Transmission – klient torrent
Od trzech dni zastanawiałem się czy w ogóle poruszać ten temat na blogu. Ostatecznie jednak spojrzałem na listę fajnych narzędzi związanych z P2P, którą sobie wcześniej sporządziłem, i twierdziłem, że nie mogę odpuścić tego tematu. Torrent to ogólnie trochę temat tabu, uznawany za balansowanie na granicy prawa, niby wiele ludzi to hejtuje, a jednak sporo z nich i tak korzysta. Warto pamiętać, że torrent to nie tylko piracenie filmów, gier i muzyki. Przez sieć P2P można przecież pobierać i udostępniać wiele treści nie objętych prawami autorskimi. Przykładem tego są chociażby dystrubucje Linuxa.
Czy korzystanie z torrent w Polsce jest legalne?
To praktycznie pierwsze pytanie, które nasuwa się każdemu kto ma pierwszą styczność z pobieraniem czegokolwiek z torrentów. Niestety w mojej ocenie nie ma tutaj binarnej odpowiedzi, bo sprawa zamiast czarno-białej jest szara. Oczywiście odpowiedź brzmi TAK jeżeli pobieramy lub nawet udostępniamy coś do czego mamy prawa autorskie, coś co nie jest objęte prawem autorskim lub jest darmowe, powszechnie dostępne i/lub posiada licencję, która na to pozwala. Co w przypadku „utworów”, bo tak w „Ustawie o prawie autorskim i prawach pokrewnych” określa się rzeczy objęte prawami autorskimi? Tutaj każdy powie Wam zapewne co innego, ja natomiast mam na ten temat swoje zdanie i jeżeli macie ochotę się z nim zapoznać to czytajcie dalej, a jak nie to zapraszam do dalszej części wpisu. Po pierwsze uważam, że dopóki mnie stać to znacznie lepsze dla zdrowia psychicznego jest korzystanie z legalnych źródeł. Tak też robię i na pewno będę do tego zachęcał. Natomiast nie zamierzam wieszać psów na osobach, które podjęły inne decyzje i od czasu do czasu piracą sobie coś na własny użytek. Nawet jeżeli zagłębimy się w treść wspomnianej „Ustawy o prawie autorskim i prawach pokrewnych” to widać, że tak naprawdę cały czas przewija się to, że karze podlegają osoby, które rozpowszechniają, a nie pobierają, treści objęte prawem autorskim. Do tego dochodzi nam jeszcze korzyść majątkowa, ale tego to już całkowicie nie popieram i uważam, że prawo powinno jasno regulować takie kwestie i być bardzo surowo egzekwowane. Nienawidzę parweniuszy, którzy wykorzystują bezczelnie owoce czyjejś pracy, aby w prosty sposób czerpać z tego korzyści majątkowe.

**DO ZROBIENIA**
A: Czy możesz dosłownie przepisać fragment wpisu o torrentach od „Transmission – klient” aż po „chociażby dystrubucje Linuxa.”?
B: Czy możesz dopisać dalszą część wpisu o torrentach, zaczynając zaraz po jego ostatnim zdaniu?

**PREZENTOWANE DANE**
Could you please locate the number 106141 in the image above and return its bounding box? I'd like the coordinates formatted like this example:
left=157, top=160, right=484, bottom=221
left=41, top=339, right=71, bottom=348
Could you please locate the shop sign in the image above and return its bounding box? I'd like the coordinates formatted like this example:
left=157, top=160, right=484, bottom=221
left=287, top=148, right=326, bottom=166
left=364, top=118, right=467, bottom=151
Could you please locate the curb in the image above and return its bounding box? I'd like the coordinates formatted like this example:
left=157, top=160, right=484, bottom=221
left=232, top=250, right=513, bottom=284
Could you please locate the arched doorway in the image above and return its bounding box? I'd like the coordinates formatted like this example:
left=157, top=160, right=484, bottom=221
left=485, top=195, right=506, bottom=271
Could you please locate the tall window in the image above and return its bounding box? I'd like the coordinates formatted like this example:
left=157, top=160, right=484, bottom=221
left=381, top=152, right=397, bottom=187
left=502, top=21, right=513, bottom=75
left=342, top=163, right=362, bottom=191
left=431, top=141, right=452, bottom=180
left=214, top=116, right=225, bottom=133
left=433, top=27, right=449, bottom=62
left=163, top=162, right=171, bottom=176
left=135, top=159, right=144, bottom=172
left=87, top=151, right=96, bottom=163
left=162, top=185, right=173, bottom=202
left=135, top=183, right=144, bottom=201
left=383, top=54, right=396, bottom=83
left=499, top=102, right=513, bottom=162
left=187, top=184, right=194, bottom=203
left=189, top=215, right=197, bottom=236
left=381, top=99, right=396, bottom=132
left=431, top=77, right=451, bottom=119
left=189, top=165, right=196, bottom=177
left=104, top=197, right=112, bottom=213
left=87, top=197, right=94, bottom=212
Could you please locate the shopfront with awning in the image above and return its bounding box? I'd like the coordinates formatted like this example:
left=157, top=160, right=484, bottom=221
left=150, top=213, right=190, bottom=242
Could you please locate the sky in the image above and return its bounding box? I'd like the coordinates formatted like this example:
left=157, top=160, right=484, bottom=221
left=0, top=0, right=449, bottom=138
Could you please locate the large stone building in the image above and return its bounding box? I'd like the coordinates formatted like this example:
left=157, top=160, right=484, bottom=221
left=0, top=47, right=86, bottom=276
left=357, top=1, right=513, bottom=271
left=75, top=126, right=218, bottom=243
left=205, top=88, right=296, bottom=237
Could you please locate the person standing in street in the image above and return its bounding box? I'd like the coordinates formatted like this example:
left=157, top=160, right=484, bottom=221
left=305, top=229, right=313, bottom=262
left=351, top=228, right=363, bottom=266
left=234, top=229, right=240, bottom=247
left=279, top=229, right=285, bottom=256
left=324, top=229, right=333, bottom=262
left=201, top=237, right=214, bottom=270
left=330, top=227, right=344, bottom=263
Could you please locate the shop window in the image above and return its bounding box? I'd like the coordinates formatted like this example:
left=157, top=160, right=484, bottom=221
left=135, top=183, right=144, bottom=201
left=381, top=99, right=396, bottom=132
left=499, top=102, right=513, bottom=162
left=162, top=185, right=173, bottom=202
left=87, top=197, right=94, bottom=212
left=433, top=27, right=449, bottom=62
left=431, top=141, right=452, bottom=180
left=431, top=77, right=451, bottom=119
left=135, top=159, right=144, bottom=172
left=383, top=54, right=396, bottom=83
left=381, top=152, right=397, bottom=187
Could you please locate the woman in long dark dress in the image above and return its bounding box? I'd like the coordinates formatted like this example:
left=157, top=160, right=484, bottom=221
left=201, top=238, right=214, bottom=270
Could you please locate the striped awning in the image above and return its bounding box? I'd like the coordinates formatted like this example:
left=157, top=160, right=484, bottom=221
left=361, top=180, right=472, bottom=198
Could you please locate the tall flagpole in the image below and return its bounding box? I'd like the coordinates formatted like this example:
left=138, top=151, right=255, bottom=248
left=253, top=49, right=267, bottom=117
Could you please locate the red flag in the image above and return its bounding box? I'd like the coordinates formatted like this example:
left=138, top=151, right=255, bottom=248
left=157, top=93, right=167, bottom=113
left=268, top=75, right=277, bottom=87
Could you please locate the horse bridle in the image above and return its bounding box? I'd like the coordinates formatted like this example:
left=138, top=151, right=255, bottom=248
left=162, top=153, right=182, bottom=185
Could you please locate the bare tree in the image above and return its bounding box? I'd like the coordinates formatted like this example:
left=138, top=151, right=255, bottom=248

**WYNIKI**
A:
Transmission – klient torrent
Od trzech dni zastanawiałem się czy w ogóle poruszać ten temat na blogu. Ostatecznie jednak spojrzałem na listę fajnych narzędzi związanych z P2P, którą sobie wcześniej sporządziłem, i twierdziłem, że nie mogę odpuścić tego tematu. Torrent to ogólnie trochę temat tabu, uznawany za balansowanie na granicy prawa, niby wiele ludzi to hejtuje, a jednak sporo z nich i tak korzysta. Warto pamiętać, że torrent to nie tylko piracenie filmów, gier i muzyki. Przez sieć P2P można przecież pobierać i udostępniać wiele treści nie objętych prawami autorskimi. Przykładem tego są chociażby dystrubucje Linuxa.

B:
No dobrze, ale przecież mowa tutaj o sieci P2P, czyli peer-to-peer, której podstawą jest branie, ale też podawanie dalej tego co się wzięło. Więc jak w takim przypadku nie być tutaj zakwalifikowanym jako ten zły (rozpowszechniający) w kontekście „Ustawy o prawie autorskim…”? Za to co za chwilę napiszę zostanę prawdopodobnie nabity na widły, ale w sumie nie ma to dla mnie znaczenia, bo uznaję to jako temat edukacyjny, który warto poruszyć. Otóż istnieją klienci torrent, którzy pozwalają pobierać, ale jednocześnie wyłączyć możliwość wysyłania poprzez ustawienie limitu prędkości przesyłu na 0. Oczywiście jest to bardzo mocno nie fair względem użytkowników sieci P2P, z której się korzysta, ale jednocześnie w teorii rozwiązuje to poruszony problem prawny. Napisałem w teorii, bo obawiam się, że może to podlegać pod decyzję prokuratury czy nawet sądu, czy taki przypadek można faktycznie uznać jako nie rozpowszechnianie.
Tyle gwoli wstępu. Proszę nie traktujcie tego jako wiedzy absolutnej, a jedynie jakieś tam moje zdanie. Na pewno są osoby, które nie zgadzają się kompletnie z tym, co napisałem powyżej i mogą oni mieć w tym swoją rację. Polecam także zapoznać się z treścią „Ustawy o prawie autorskim i prawach pokrewnych”, której treść jest dostępna np. po tym linkiem. Polecam szczególnie „Rozdział 14. Odpowiedzialność karna”.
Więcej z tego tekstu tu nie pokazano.